- _EXERCISE_: A verbatim copy of the full data, with no pictures, is the expected answer.

(Collected data entries)
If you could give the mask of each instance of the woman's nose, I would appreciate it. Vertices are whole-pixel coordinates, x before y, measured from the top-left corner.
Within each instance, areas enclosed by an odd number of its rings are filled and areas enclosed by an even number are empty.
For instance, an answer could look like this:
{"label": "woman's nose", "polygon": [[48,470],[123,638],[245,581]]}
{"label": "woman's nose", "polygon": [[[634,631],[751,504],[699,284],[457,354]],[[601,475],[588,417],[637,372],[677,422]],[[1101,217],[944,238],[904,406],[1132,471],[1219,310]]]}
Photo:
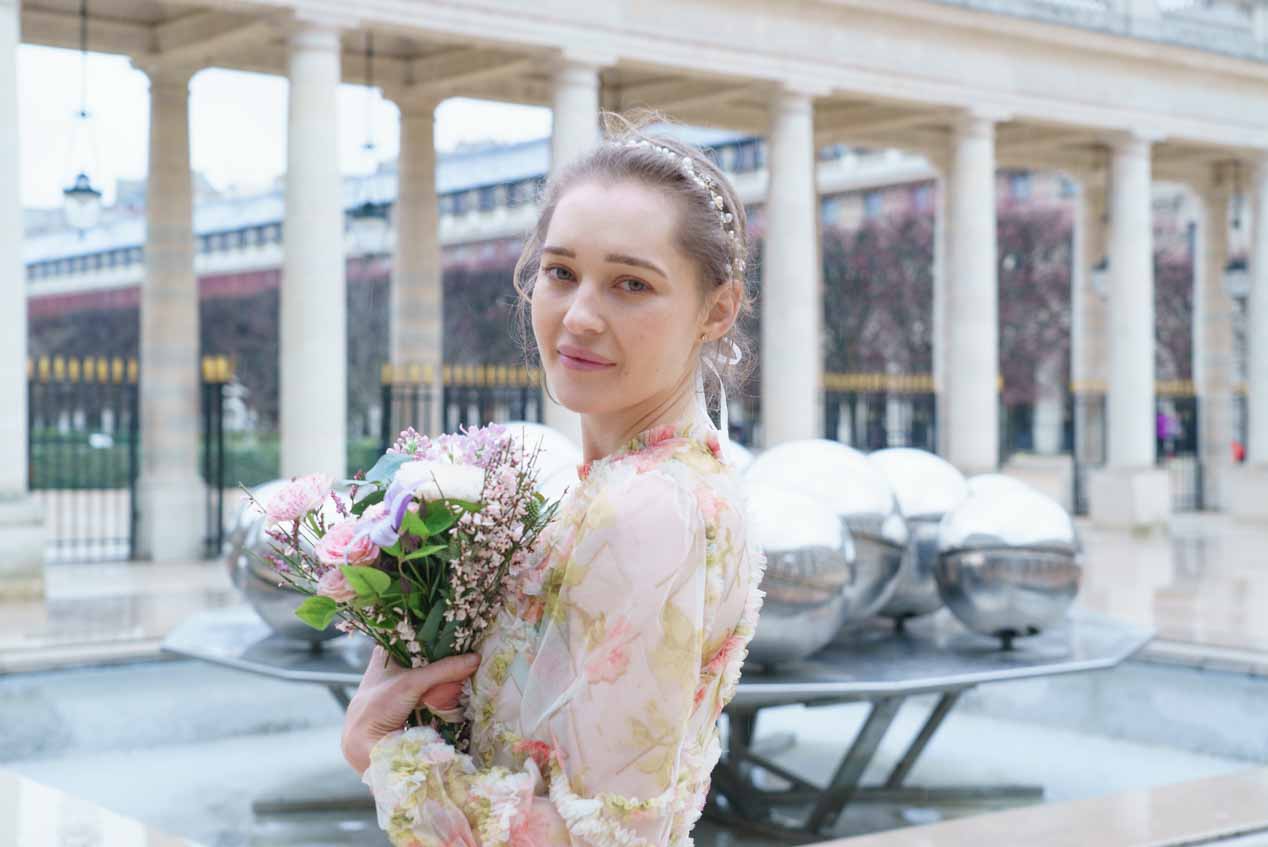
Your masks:
{"label": "woman's nose", "polygon": [[594,286],[584,281],[573,288],[572,300],[564,312],[564,329],[577,335],[593,334],[603,329],[603,317],[596,302]]}

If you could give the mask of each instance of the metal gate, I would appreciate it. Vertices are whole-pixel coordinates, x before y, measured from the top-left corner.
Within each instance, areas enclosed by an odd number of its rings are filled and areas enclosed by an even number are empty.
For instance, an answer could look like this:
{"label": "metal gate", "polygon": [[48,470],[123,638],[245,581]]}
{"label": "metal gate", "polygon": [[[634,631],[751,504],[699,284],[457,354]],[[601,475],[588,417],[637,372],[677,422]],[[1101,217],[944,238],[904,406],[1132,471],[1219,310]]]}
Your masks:
{"label": "metal gate", "polygon": [[[27,469],[48,532],[46,561],[137,556],[139,372],[135,359],[41,356],[27,363]],[[199,467],[206,483],[204,551],[224,539],[224,386],[229,362],[202,362]]]}
{"label": "metal gate", "polygon": [[824,436],[859,450],[938,450],[938,408],[929,374],[825,373]]}
{"label": "metal gate", "polygon": [[45,515],[47,561],[133,558],[136,360],[41,356],[27,362],[27,398],[27,469]]}
{"label": "metal gate", "polygon": [[[430,365],[383,366],[380,440],[384,450],[407,427],[425,435],[439,434],[428,431],[437,402],[434,377],[435,371]],[[441,379],[442,432],[508,421],[541,423],[541,375],[536,369],[513,365],[445,365]]]}

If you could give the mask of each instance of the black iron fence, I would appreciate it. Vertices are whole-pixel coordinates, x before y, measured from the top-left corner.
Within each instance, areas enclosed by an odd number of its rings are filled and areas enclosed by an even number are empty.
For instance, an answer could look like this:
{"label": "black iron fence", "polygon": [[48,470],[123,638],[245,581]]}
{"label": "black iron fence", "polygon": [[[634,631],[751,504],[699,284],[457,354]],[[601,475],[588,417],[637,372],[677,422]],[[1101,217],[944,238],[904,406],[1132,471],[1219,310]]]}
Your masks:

- _EXERCISE ANSWER_:
If you could give the mask of each instance of the woman's nose, I would appreciate it. Vertices are whole-pixel coordinates, x before y, measured from the top-left corner.
Within each instance, areas enclosed by an odd number of its rings are filled and areas enclosed by an even number are empty.
For instance, an answer could look like this:
{"label": "woman's nose", "polygon": [[48,470],[123,638],[245,581]]}
{"label": "woman's nose", "polygon": [[[634,631],[751,504],[699,284],[457,354]],[[601,475],[588,417],[637,372],[677,422]],[[1101,217],[944,238],[904,406],[1132,471],[1219,310]]]}
Photo:
Your masks:
{"label": "woman's nose", "polygon": [[594,286],[584,281],[573,288],[572,300],[564,312],[564,329],[577,335],[593,334],[603,329],[603,317],[596,302]]}

If you could give the mask of each instance of the metal gate, I would appreciate it. Vertices are whole-pixel coordinates, x before y, measured from the top-left corner.
Within each instance, areas enclosed by an odd number of its rings are filled and areas enclosed by an even number are empty.
For instance, an answer could look like this:
{"label": "metal gate", "polygon": [[48,470],[123,638],[245,581]]}
{"label": "metal gate", "polygon": [[[634,631],[751,504],[699,284],[457,354]],[[601,475],[588,417],[637,372],[677,422]],[[1101,217],[944,238],[904,406],[1132,471],[1219,310]]]}
Your masks:
{"label": "metal gate", "polygon": [[[27,469],[48,532],[46,561],[137,556],[139,372],[135,359],[41,356],[27,363]],[[199,467],[206,483],[204,551],[224,539],[224,386],[229,362],[202,362]]]}
{"label": "metal gate", "polygon": [[824,436],[859,450],[938,450],[938,408],[929,374],[825,373]]}
{"label": "metal gate", "polygon": [[45,515],[47,561],[133,558],[136,360],[41,356],[27,362],[27,398],[27,469]]}
{"label": "metal gate", "polygon": [[[430,365],[383,366],[380,440],[384,450],[407,427],[425,435],[439,434],[428,431],[437,402],[434,377],[435,371]],[[441,379],[442,432],[508,421],[541,423],[541,375],[536,369],[513,365],[445,365]]]}

If you could give the mask of each instance of the black iron fence, I would appreciate it. Vertices are whole-pixel coordinates, x before y, measured from the top-left corner.
Within each instance, areas enclosed by an odd number of its rings are filled and areas enclosed by an even number are empty.
For instance, an answer could look like this:
{"label": "black iron fence", "polygon": [[48,470],[123,638],[245,581]]}
{"label": "black iron fence", "polygon": [[[634,631],[751,504],[699,284],[457,354]],[[601,475],[588,417],[637,372],[677,422]],[[1101,217],[944,238],[904,406],[1132,471],[1219,310]]]}
Your masks:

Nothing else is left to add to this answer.